* PROMPT
Revise the material from the line that has "obj: riverbank => coords" through the line that has "[225,153,798,531]", replacing "forested hillside" with "wooded hillside" and leaving everything else unchanged.

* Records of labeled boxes
-- BEGIN --
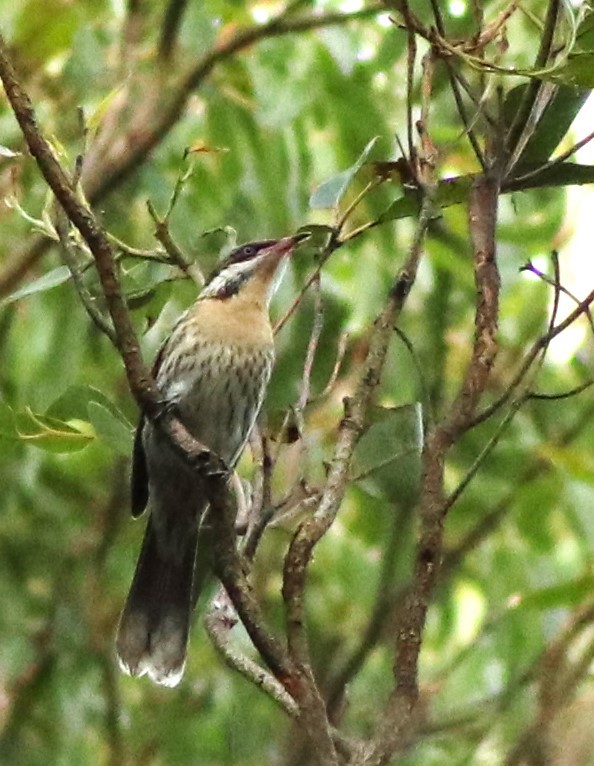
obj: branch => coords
[157,0,188,61]
[282,187,433,764]
[361,176,499,766]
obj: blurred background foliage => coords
[0,0,594,766]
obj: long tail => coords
[116,517,198,686]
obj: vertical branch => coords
[158,0,188,61]
[282,194,433,760]
[361,176,499,766]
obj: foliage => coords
[0,0,594,766]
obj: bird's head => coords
[200,233,309,302]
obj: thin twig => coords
[157,0,188,61]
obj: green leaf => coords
[15,407,95,452]
[309,136,378,210]
[0,266,70,306]
[377,174,475,224]
[88,402,134,457]
[503,85,589,169]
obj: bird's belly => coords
[157,344,273,466]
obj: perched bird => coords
[116,234,307,686]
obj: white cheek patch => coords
[163,375,193,404]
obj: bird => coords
[116,233,308,687]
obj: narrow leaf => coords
[309,136,378,210]
[0,266,70,306]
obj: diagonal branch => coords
[0,36,291,696]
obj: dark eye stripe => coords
[225,239,276,264]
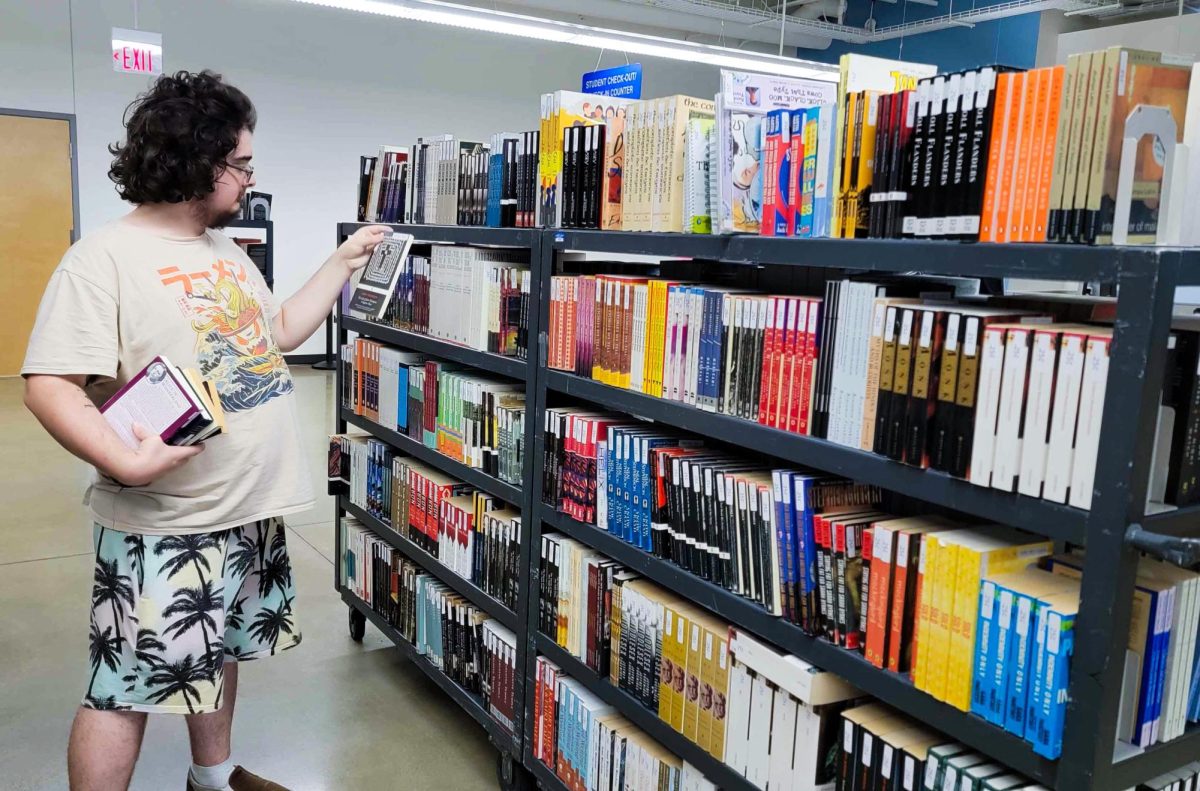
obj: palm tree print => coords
[154,533,223,585]
[226,533,258,580]
[162,580,224,669]
[125,533,146,589]
[146,654,211,713]
[248,597,294,653]
[91,558,133,651]
[88,619,121,700]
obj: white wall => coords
[0,0,718,353]
[1054,13,1200,64]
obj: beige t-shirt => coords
[20,220,312,535]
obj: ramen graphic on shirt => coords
[158,258,293,412]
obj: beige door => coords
[0,114,74,376]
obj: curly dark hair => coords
[108,70,258,204]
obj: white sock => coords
[187,756,233,791]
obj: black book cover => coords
[887,308,920,461]
[916,77,946,236]
[809,280,841,439]
[1162,331,1200,505]
[871,306,904,456]
[900,78,932,239]
[866,94,893,239]
[930,73,964,236]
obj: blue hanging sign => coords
[583,64,642,98]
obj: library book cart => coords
[335,223,1200,791]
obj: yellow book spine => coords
[659,605,678,723]
[912,534,940,691]
[708,631,730,761]
[683,621,704,743]
[671,612,691,733]
[925,544,959,700]
[946,546,983,712]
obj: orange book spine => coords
[546,277,563,368]
[979,72,1013,241]
[910,534,930,689]
[1030,66,1067,241]
[758,296,782,426]
[887,531,920,672]
[995,72,1026,241]
[1008,68,1043,241]
[865,527,895,667]
[1020,68,1054,241]
[563,277,580,371]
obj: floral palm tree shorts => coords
[83,519,300,714]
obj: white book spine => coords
[1042,334,1087,503]
[1069,336,1111,508]
[1018,331,1060,497]
[970,328,1004,486]
[991,329,1032,492]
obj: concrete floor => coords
[0,366,497,791]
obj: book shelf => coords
[337,223,1200,791]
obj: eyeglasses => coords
[226,162,254,179]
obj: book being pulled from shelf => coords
[341,337,526,484]
[100,356,228,449]
[340,517,521,733]
[330,435,521,610]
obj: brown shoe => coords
[229,766,288,791]
[187,766,288,791]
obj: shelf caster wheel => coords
[496,753,538,791]
[350,607,367,642]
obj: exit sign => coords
[113,28,162,74]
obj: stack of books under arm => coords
[100,356,228,448]
[341,516,521,732]
[360,47,1200,244]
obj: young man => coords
[22,71,386,791]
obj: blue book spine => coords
[969,578,1000,719]
[1134,588,1160,747]
[1025,605,1050,744]
[779,469,799,623]
[812,104,838,238]
[984,588,1016,726]
[620,433,642,546]
[396,365,408,433]
[1188,630,1200,723]
[596,433,608,532]
[1004,595,1037,737]
[1151,588,1175,743]
[604,426,620,535]
[1033,612,1075,760]
[608,429,629,541]
[486,152,504,228]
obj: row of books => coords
[341,337,526,484]
[329,435,521,610]
[348,245,532,359]
[542,398,1196,753]
[533,657,716,791]
[835,702,1045,791]
[547,275,1198,509]
[342,517,522,732]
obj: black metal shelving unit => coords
[338,588,521,755]
[328,223,1200,791]
[337,496,520,633]
[334,222,541,785]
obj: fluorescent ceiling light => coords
[285,0,838,83]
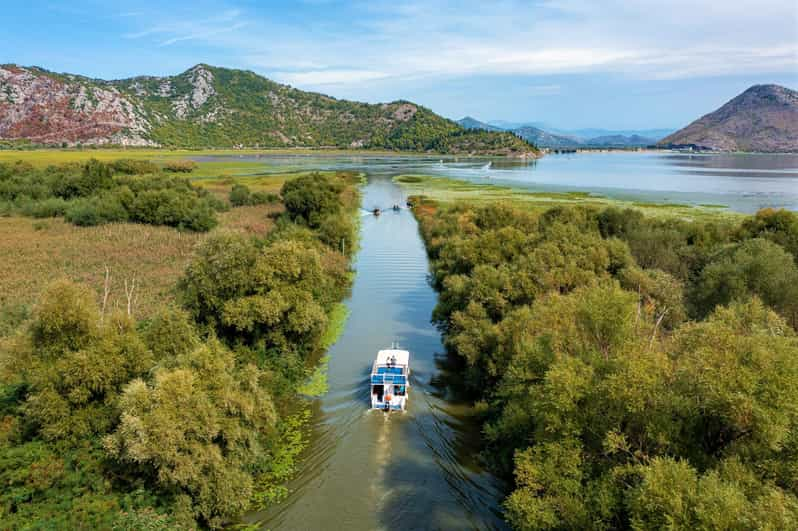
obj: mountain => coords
[659,85,798,152]
[568,128,673,139]
[584,135,657,147]
[0,64,538,156]
[513,125,581,148]
[457,116,504,131]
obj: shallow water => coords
[197,152,798,213]
[231,153,798,531]
[247,175,503,531]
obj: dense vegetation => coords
[0,159,225,232]
[416,201,798,529]
[0,65,537,155]
[0,175,358,529]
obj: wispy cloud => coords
[112,0,798,87]
[160,22,247,46]
[272,70,391,86]
[123,9,249,47]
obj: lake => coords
[227,153,798,531]
[198,152,798,213]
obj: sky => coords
[0,0,798,129]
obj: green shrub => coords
[230,184,252,206]
[20,197,70,218]
[64,194,129,227]
[163,160,197,173]
[111,159,159,175]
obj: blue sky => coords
[0,0,798,129]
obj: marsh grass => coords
[394,175,744,221]
[0,205,281,324]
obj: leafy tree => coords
[105,339,276,527]
[692,238,798,326]
[7,281,153,442]
[738,208,798,262]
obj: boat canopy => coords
[374,349,410,367]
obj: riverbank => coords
[410,182,798,529]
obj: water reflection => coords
[248,177,504,531]
[199,152,798,212]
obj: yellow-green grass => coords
[0,148,412,168]
[0,205,281,326]
[394,175,744,221]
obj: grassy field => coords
[0,148,406,167]
[0,205,281,333]
[0,149,376,335]
[394,175,744,220]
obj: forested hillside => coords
[415,199,798,530]
[0,169,359,529]
[0,65,537,156]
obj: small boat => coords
[371,347,410,411]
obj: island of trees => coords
[415,198,798,530]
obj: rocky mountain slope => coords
[660,85,798,152]
[0,65,538,156]
[457,116,670,149]
[457,116,504,131]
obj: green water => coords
[247,174,510,530]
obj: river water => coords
[248,175,510,531]
[220,153,798,531]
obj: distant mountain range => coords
[457,116,672,149]
[0,64,538,156]
[659,85,798,152]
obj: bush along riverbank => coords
[0,174,359,529]
[413,198,798,529]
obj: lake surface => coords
[198,152,798,213]
[225,153,798,531]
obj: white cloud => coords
[272,70,390,86]
[115,0,798,87]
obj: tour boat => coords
[371,348,410,411]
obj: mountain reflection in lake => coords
[198,152,798,213]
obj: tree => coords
[5,281,154,442]
[692,238,798,326]
[105,339,276,527]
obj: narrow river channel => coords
[247,174,504,531]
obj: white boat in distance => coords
[371,348,410,411]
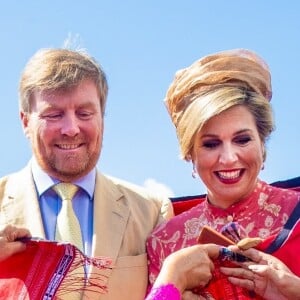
-- END --
* EXERCISE RESPONSE
obj: riverbank => coords
[410,182,798,529]
obj: water reflection => coords
[248,177,504,531]
[199,152,798,212]
obj: yellow-green grass => coords
[0,148,412,168]
[0,205,281,326]
[394,175,744,221]
obj: grassy field => coords
[0,148,406,167]
[0,205,281,333]
[0,149,376,335]
[394,175,744,220]
obj: wooded hillside => coords
[415,199,798,530]
[0,169,359,529]
[0,65,537,156]
obj: small boat => coords
[371,347,410,411]
obj: island of trees => coords
[415,198,798,530]
obj: rocky mountain slope => coords
[660,85,798,152]
[0,65,538,156]
[457,116,670,149]
[457,116,504,131]
obj: green water => coords
[247,174,510,530]
obj: river water => coords
[248,175,510,531]
[220,153,798,531]
obj: distant mountain range => coords
[457,116,672,149]
[0,64,538,156]
[659,85,798,152]
obj: bush along riverbank => coords
[0,174,359,529]
[413,198,798,529]
obj: lake surface => coords
[198,152,798,213]
[225,153,798,531]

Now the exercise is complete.